> **EXERCISE PROMPT**
Rewrite the forum thread starting at "has anyone ordered" and ending at "the cheaper source.", substituting "the local dealer" for "Courtesy Nissan".

> **SELECTED PASSAGE**
# "nismoparts.safeshopper.com" too cheap?



## Guest (Jun 14, 2002)

has anyone ordered anything from nismoparts.safeshopper.com? they have extremely good prices and that makes me nervous. they list cross-drilled Nismo brake rotors for $72/$57.60(front/rear). Courtesy Nissan, a very trusted vendor, lists them at $110/$90. that's almost $150 difference for a full set of 4.

if you take a look at the site, you'll see why i'm hesitant to order. they don't really say that their merchandise are from Nismo. they sort of say it in passing. that logo looks wrong too.

i need advice on whether to order from the trusted source or the cheaper source.


----------



## Guest (Jun 15, 2002)

it appears that they are a part of nissanparts.cc and i think i can trust them. i may actually opt for Brembo or KVR brakes instead. advice on the most cost effective way to tame a 400hp S13 would still be appreciated.


----------



## sentragtr20 (Jun 8, 2002)

Does anyone know where I can get a cheap apexi powerfc??


----------



## Sykikchimp (May 8, 2002)

Thier prices are legit.. they are actually a nissan dealership in washington state I think. they just take a touch longer than most places to get you your stuff.. I've purchased brake pads from them myself, and I know several other people that have too.. 

great prices.. little longer to get, and ok contact.


----------

[Dataset rows]
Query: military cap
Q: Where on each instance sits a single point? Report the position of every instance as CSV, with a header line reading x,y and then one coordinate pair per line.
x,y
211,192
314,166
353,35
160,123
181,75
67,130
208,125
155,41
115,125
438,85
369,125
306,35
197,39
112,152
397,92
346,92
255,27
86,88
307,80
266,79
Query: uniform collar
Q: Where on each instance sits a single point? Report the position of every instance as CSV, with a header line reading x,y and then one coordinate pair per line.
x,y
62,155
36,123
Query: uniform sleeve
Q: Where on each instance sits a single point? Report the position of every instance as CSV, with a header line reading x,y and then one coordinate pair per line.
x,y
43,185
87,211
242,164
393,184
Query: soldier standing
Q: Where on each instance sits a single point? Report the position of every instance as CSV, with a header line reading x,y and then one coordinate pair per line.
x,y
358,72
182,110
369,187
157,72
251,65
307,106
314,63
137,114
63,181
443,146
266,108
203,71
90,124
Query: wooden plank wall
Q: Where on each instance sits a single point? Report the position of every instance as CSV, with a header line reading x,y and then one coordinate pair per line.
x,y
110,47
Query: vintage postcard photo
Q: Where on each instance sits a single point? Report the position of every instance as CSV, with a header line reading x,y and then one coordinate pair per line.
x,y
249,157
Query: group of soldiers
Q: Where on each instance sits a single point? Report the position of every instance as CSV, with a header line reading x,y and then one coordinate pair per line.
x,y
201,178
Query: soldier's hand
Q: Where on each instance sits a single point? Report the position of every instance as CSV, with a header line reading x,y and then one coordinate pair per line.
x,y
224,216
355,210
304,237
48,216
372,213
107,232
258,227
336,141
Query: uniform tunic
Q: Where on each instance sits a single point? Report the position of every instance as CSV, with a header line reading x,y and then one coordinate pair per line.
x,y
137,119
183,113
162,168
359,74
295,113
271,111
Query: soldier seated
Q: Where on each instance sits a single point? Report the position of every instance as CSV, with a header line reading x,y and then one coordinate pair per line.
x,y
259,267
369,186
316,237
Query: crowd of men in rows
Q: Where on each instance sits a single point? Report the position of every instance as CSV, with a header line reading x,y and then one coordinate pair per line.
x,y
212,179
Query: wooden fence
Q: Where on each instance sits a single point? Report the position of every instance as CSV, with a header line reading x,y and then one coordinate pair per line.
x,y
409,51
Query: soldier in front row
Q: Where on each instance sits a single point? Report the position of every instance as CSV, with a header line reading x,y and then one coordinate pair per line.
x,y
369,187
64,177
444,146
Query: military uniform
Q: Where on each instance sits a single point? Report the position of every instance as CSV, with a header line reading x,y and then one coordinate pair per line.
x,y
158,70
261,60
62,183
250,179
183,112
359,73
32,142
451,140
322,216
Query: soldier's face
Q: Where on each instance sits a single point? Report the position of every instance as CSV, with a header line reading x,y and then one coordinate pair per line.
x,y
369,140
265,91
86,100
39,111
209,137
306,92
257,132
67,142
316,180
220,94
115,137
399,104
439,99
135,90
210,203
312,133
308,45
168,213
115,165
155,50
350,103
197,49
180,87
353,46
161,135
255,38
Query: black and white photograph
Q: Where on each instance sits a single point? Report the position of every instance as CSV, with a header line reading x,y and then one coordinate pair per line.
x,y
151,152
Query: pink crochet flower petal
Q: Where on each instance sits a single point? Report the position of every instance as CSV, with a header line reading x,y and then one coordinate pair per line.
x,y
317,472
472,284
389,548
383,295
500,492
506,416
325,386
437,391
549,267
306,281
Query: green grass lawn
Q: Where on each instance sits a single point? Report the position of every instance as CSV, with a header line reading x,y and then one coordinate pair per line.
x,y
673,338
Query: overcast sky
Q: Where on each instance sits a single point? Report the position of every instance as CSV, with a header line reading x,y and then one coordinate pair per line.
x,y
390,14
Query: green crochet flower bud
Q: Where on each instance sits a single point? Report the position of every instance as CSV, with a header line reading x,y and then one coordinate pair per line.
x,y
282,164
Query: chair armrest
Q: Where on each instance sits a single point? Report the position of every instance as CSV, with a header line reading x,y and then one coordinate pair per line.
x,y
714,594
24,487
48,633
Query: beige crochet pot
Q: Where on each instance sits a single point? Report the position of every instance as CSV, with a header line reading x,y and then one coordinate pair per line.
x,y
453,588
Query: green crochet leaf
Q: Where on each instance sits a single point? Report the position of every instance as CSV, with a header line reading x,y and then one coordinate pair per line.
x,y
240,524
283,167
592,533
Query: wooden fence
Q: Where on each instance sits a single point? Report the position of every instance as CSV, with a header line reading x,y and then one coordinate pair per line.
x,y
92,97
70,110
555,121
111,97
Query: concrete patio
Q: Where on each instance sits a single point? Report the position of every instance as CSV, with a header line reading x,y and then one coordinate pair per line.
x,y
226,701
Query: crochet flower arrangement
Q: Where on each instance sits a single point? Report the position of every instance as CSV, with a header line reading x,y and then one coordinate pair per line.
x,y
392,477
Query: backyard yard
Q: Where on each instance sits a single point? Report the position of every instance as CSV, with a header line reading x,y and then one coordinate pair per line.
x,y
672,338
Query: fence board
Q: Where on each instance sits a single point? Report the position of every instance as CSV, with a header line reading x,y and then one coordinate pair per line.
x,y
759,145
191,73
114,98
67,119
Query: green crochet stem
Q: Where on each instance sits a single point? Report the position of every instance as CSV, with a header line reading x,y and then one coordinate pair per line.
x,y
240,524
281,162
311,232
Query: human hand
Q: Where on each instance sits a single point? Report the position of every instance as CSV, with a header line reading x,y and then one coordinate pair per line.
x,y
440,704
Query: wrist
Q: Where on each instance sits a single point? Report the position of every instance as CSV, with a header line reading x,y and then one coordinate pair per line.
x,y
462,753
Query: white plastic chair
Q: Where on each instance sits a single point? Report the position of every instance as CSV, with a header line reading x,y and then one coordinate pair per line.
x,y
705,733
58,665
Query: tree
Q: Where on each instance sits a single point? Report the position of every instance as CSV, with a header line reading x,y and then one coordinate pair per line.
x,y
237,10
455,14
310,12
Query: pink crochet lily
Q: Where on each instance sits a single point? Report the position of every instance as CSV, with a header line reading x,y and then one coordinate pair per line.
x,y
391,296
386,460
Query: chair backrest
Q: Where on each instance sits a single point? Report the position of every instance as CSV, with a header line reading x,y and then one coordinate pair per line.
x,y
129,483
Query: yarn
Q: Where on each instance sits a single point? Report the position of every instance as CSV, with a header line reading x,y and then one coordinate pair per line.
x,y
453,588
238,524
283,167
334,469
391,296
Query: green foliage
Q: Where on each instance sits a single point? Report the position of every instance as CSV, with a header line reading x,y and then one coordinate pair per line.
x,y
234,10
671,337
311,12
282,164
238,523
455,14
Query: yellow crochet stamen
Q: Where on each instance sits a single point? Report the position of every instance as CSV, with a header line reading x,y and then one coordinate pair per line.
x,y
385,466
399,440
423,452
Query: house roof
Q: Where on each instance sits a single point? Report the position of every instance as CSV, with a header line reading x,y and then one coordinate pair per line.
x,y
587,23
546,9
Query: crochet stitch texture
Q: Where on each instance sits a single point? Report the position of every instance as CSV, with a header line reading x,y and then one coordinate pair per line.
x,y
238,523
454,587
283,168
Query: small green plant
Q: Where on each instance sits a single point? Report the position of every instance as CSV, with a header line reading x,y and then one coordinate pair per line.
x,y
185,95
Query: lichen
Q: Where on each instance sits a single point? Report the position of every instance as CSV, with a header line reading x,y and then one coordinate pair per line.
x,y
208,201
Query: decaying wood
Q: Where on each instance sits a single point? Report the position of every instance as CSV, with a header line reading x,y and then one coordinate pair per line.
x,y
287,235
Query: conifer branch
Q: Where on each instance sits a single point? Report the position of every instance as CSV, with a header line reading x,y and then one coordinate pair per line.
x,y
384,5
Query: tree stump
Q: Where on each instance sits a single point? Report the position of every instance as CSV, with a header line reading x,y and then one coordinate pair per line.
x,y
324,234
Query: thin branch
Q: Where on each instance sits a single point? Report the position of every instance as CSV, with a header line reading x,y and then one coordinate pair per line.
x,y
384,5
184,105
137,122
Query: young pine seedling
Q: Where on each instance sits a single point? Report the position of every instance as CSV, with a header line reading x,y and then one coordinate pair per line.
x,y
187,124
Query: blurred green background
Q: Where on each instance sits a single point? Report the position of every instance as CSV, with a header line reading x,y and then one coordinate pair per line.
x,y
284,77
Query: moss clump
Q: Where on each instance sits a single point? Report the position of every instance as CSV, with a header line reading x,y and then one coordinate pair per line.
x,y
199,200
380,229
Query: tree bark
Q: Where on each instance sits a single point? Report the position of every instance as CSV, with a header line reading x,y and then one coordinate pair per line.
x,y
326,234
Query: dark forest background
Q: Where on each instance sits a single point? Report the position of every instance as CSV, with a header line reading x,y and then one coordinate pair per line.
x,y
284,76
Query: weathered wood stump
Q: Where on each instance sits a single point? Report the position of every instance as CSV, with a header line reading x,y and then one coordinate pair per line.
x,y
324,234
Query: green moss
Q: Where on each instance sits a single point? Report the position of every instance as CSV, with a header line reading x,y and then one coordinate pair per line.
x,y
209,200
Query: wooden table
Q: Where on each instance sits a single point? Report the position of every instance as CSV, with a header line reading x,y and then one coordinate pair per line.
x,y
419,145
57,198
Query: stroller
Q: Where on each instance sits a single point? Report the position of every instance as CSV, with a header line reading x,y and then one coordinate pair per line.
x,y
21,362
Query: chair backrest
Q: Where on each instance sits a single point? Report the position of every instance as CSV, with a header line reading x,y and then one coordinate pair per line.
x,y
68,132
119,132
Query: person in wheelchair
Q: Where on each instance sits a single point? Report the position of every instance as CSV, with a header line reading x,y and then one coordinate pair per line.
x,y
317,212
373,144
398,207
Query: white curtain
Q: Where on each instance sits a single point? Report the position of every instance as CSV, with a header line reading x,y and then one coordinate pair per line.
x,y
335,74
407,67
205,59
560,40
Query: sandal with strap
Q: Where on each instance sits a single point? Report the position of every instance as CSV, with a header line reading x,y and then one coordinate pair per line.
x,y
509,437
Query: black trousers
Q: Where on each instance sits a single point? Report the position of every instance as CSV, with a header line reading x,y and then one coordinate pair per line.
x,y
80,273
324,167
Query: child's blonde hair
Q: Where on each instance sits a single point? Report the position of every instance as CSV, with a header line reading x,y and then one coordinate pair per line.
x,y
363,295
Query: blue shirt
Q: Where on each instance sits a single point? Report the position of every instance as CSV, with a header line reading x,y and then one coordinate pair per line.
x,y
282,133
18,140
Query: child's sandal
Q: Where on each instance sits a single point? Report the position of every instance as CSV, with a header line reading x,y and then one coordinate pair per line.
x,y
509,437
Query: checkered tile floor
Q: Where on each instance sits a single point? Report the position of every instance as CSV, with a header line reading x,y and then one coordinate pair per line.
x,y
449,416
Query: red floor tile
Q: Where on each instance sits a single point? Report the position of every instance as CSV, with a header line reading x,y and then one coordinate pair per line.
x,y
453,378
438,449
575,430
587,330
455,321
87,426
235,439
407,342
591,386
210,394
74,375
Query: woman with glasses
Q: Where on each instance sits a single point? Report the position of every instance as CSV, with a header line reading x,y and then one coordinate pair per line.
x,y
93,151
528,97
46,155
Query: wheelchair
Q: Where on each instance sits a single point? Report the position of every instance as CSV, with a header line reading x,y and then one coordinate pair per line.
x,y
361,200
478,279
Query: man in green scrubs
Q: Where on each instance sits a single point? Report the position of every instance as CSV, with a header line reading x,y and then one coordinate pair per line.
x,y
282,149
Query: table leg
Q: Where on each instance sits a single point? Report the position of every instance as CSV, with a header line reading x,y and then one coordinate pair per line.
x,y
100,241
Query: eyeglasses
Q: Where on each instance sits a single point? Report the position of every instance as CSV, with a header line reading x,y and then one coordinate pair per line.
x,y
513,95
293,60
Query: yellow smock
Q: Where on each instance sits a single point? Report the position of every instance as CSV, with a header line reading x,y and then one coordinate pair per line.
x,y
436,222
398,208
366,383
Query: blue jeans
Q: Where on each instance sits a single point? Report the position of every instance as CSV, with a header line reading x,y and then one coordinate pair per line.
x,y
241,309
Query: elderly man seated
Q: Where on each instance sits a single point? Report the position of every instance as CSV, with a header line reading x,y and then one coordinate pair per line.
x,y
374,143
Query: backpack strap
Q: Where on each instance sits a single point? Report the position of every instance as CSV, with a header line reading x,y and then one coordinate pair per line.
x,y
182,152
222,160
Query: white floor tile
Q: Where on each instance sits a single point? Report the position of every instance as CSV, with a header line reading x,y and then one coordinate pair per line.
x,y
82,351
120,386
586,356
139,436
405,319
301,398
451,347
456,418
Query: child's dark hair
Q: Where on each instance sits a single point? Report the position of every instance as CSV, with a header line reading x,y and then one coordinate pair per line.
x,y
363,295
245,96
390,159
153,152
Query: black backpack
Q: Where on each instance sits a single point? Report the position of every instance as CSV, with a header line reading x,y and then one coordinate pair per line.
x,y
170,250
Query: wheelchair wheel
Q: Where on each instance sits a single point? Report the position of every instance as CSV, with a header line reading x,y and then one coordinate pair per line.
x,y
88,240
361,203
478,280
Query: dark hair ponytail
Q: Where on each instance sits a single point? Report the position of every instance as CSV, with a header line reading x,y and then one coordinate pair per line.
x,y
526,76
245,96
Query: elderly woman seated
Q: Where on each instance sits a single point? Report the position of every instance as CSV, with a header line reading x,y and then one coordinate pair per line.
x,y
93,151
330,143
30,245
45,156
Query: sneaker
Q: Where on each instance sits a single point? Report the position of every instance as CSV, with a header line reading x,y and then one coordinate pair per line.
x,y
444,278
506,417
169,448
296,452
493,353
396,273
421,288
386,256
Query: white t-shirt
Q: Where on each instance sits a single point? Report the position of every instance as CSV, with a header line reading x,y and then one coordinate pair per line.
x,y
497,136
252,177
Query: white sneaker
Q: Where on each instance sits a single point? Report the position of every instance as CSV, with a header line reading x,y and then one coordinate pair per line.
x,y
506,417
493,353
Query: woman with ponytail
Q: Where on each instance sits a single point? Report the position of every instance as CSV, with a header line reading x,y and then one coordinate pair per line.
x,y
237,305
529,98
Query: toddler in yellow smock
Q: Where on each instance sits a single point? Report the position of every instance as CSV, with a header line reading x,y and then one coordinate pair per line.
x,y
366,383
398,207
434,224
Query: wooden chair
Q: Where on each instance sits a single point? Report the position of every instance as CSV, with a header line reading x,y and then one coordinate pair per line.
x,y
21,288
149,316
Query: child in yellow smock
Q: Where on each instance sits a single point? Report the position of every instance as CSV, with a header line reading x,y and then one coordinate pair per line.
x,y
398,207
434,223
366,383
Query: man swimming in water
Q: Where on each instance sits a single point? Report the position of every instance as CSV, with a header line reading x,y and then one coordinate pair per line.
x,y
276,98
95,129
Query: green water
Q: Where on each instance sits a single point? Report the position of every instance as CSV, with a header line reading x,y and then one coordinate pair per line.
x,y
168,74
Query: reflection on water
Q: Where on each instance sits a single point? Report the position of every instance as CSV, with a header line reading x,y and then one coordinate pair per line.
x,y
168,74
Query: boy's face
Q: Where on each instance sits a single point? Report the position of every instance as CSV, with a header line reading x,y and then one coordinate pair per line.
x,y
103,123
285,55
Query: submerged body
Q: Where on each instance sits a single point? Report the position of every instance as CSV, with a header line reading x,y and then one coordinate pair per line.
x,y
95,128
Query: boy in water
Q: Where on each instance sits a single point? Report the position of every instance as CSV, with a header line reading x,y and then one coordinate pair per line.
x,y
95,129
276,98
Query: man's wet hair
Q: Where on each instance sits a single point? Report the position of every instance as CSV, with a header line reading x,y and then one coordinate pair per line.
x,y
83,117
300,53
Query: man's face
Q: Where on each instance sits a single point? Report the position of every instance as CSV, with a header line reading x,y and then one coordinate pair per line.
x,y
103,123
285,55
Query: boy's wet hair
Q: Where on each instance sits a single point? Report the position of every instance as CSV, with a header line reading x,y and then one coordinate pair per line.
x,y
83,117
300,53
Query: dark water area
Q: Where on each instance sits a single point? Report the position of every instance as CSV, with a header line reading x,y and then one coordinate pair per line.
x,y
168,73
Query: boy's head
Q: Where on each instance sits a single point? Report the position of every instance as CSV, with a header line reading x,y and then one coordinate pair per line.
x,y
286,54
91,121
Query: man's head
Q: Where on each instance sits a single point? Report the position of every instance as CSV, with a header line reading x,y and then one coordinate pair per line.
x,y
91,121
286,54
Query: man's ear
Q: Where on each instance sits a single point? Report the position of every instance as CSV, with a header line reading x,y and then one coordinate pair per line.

> **FINISHED TASK**
has anyone ordered anything from nismoparts.safeshopper.com? they have extremely good prices and that makes me nervous. they list cross-drilled Nismo brake rotors for $72/$57.60(front/rear). the local dealer, a very trusted vendor, lists them at $110/$90. that's almost $150 difference for a full set of 4.

if you take a look at the site, you'll see why i'm hesitant to order. they don't really say that their merchandise are from Nismo. they sort of say it in passing. that logo looks wrong too.

i need advice on whether to order from the trusted source or the cheaper source.